■ **Aim**: In the material below, from the line with "Target: flower bud" through the end, change every "marker" to "pin" and return those lines with nothing else altered.
-- Begin Material shown --
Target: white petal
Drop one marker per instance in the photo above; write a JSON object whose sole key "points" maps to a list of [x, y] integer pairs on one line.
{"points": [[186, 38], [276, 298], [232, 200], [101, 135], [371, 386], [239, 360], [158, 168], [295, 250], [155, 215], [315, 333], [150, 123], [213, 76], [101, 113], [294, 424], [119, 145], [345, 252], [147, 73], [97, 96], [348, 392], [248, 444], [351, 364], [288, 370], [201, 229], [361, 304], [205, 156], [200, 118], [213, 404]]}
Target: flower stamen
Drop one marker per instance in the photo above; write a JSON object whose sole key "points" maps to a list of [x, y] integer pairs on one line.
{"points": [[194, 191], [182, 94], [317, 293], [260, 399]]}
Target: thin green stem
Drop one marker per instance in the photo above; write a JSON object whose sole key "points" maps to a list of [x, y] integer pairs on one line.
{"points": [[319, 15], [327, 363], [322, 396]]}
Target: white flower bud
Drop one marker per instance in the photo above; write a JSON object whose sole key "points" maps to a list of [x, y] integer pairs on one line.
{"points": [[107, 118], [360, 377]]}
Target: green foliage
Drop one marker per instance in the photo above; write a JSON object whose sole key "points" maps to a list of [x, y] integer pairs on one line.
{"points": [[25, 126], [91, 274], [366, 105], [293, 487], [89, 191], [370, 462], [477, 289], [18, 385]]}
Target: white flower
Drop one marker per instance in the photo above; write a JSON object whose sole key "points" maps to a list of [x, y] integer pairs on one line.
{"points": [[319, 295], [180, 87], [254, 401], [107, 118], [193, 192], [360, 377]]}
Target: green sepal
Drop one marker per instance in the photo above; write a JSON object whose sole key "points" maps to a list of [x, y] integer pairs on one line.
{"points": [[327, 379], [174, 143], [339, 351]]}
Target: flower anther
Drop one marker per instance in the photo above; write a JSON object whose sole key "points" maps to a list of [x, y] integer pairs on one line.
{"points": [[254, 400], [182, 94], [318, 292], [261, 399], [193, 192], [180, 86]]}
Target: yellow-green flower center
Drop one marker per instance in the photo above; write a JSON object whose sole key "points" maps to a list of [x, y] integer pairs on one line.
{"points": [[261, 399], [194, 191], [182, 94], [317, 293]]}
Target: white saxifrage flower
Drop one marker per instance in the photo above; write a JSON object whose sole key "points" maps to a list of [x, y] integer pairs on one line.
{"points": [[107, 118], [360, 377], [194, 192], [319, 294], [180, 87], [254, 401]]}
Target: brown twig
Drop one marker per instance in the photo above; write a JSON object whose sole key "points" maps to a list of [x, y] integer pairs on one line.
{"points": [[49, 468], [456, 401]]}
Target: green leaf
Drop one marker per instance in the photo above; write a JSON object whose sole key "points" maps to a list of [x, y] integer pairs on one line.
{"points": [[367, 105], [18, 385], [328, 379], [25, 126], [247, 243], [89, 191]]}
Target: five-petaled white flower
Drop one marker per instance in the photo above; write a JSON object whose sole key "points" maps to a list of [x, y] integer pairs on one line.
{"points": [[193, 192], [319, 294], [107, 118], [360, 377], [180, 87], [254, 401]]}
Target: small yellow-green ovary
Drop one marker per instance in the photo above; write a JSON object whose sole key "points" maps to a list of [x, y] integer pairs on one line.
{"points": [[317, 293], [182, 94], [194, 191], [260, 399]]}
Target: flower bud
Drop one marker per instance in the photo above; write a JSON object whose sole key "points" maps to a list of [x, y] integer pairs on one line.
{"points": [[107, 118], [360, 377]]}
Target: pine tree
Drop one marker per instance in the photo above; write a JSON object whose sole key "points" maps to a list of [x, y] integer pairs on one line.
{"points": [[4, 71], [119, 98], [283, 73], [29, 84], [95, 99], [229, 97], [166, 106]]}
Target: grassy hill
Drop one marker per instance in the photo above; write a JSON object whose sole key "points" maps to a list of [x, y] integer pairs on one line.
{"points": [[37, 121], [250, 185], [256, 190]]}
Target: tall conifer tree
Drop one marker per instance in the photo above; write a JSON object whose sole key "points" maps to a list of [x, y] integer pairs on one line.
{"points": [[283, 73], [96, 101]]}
-- End Material shown --
■ **Answer to the problem**:
Target: flower bud
Drop one pin per instance in the photo above; write a JSON object whose sole key "points" maps to a list of [x, y] integer pairs on one line.
{"points": [[107, 118], [360, 377]]}
Target: pine tree
Drop one pin per instance in the photo above; write a JSON object whose sole key "points" maps to a list of [x, y] integer pairs on one line.
{"points": [[4, 71], [119, 98], [283, 73], [29, 84], [95, 99], [229, 97], [166, 106]]}
Target: grassy hill
Drop one pin per instance in the photo above; write a JSON object whose sole key "points" maps to a list of [x, y] integer pairs on one line.
{"points": [[37, 121], [250, 185], [256, 190]]}
Target: tall conifer tree
Drop one pin per instance in the photo above; write a JSON object whose sole key "points" maps to a list of [x, y] integer pairs on one line.
{"points": [[283, 73], [96, 101]]}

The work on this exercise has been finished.